▶ What is expected:
Can you scale the records from the line with "Might you point out the thumb" through the end, giving all those lines again with the requests included and every point coordinate in the answers multiplied by 2 and rounded to whole numbers, halves up?

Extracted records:
-*-

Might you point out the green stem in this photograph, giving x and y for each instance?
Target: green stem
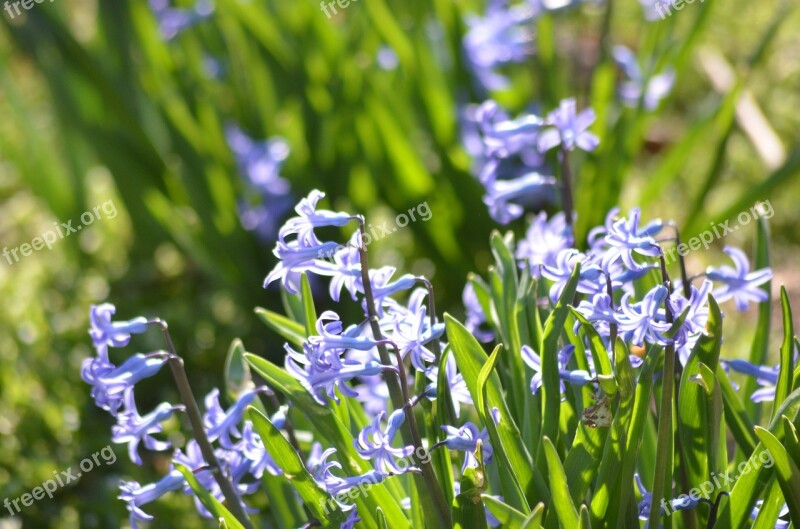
(664, 449)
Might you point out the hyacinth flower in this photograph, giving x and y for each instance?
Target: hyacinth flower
(570, 129)
(501, 37)
(107, 333)
(644, 320)
(577, 377)
(109, 385)
(411, 335)
(783, 516)
(133, 428)
(375, 443)
(476, 321)
(234, 465)
(503, 197)
(136, 496)
(252, 447)
(331, 335)
(322, 372)
(221, 424)
(465, 439)
(651, 91)
(320, 468)
(561, 272)
(625, 236)
(172, 21)
(305, 252)
(739, 283)
(544, 240)
(259, 163)
(678, 504)
(764, 375)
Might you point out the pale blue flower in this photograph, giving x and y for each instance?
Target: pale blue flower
(136, 496)
(133, 428)
(739, 283)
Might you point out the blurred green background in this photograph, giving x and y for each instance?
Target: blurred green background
(95, 105)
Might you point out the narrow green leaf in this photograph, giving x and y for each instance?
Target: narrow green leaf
(562, 502)
(784, 385)
(787, 472)
(320, 504)
(209, 502)
(290, 330)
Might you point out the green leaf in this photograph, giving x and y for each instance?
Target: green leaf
(787, 472)
(548, 351)
(562, 502)
(508, 516)
(784, 385)
(468, 509)
(216, 508)
(291, 331)
(237, 370)
(320, 504)
(534, 521)
(513, 459)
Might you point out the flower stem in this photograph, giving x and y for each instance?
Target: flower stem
(665, 446)
(398, 391)
(234, 502)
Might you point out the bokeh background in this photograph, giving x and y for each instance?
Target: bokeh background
(99, 101)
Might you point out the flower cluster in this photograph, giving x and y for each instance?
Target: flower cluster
(241, 454)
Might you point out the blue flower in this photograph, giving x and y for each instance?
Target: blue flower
(374, 443)
(222, 425)
(766, 377)
(259, 163)
(504, 197)
(412, 333)
(104, 332)
(739, 284)
(501, 37)
(570, 129)
(544, 240)
(465, 439)
(172, 21)
(111, 382)
(645, 506)
(655, 89)
(625, 236)
(320, 467)
(644, 320)
(132, 428)
(331, 335)
(321, 372)
(136, 496)
(252, 447)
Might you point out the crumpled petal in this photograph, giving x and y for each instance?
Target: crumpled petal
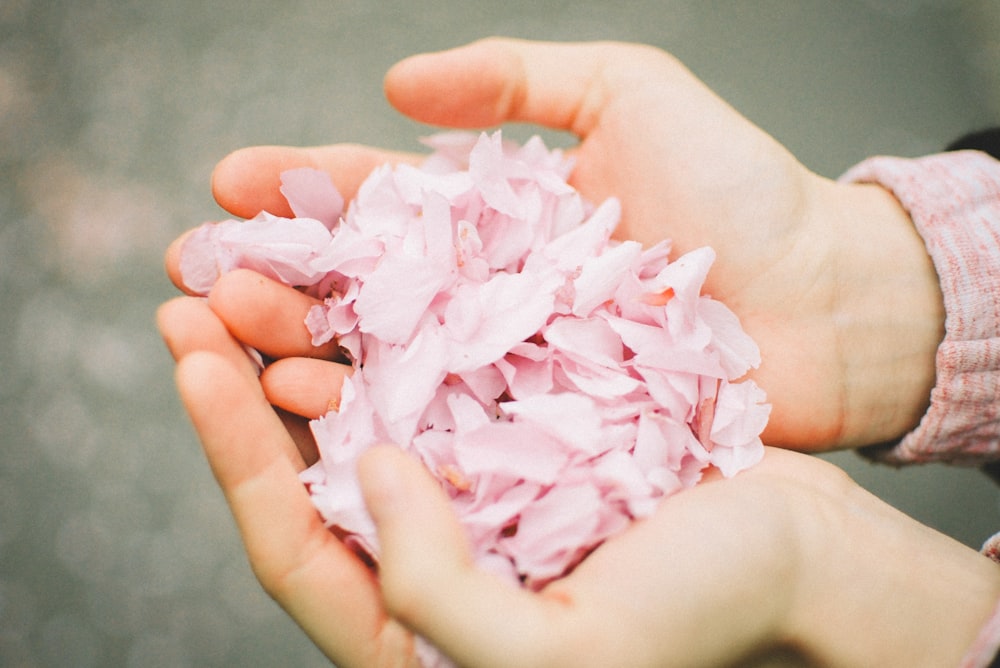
(557, 383)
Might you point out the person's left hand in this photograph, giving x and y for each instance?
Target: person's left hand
(788, 554)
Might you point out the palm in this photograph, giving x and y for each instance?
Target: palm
(687, 167)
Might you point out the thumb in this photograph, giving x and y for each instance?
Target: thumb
(428, 578)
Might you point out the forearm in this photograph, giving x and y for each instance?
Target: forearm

-*-

▶ Response to this task:
Might you point out the thumb in this photograph, giving x and y for each instance?
Target: thumb
(856, 1156)
Might you point out the forearm in this photograph, giving x and y for each instance?
Target: forearm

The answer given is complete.